START DATA SHOWN

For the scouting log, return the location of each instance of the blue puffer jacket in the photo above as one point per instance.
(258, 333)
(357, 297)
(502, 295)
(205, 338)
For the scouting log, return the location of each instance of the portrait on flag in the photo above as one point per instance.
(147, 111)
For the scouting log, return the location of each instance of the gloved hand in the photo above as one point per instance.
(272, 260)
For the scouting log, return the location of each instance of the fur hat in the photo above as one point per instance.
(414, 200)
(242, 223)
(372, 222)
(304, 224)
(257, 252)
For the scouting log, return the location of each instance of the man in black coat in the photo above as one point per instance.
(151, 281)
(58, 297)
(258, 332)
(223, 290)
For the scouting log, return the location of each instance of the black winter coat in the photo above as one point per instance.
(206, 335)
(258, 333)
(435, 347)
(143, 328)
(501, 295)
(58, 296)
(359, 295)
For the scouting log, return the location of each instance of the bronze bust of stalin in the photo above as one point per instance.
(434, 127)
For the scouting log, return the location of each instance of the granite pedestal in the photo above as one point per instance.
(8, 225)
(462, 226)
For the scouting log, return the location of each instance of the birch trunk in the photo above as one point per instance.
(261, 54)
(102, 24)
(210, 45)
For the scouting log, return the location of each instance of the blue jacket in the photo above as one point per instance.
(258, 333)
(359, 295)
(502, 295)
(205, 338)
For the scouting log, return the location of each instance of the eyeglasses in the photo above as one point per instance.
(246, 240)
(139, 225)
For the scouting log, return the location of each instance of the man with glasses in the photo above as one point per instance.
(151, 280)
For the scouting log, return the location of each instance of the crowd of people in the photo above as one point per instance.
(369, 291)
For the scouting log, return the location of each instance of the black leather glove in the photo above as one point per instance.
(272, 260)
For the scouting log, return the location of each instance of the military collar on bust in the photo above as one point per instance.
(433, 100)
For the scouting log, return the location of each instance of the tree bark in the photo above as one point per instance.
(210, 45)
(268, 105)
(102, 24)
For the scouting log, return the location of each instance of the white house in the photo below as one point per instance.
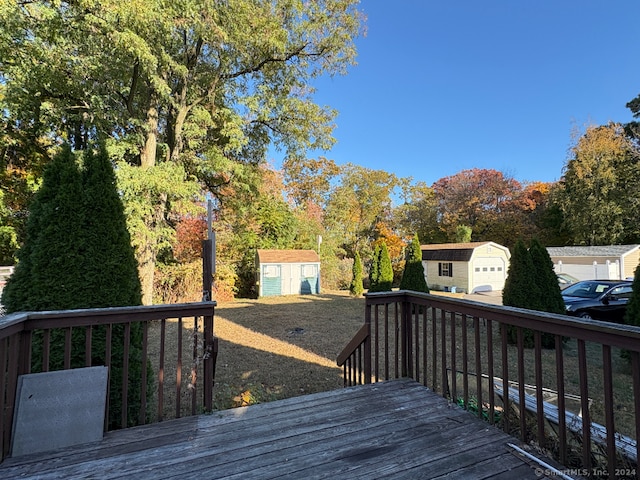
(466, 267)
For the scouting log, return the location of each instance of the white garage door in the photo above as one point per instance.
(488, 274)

END DATA SHOWN

• [TASK DESCRIPTION] Offset every point coordinate by 64 and write out again each line of the data from the line with "of the tree" through the end of the data, both ends included, keeping the text lines unchanged and leaving out the picture.

• [EXERCISE RESPONSE]
For the scouting log, return the location of each instance of the tree bark in the photo above as one point per instance.
(274, 109)
(332, 169)
(166, 88)
For the scouting log, return the location of each instance of the white house in the photo below as one point per instance.
(530, 331)
For the scouting log, return the location of each instance of the white garage door in the photo above as one point per instance.
(552, 338)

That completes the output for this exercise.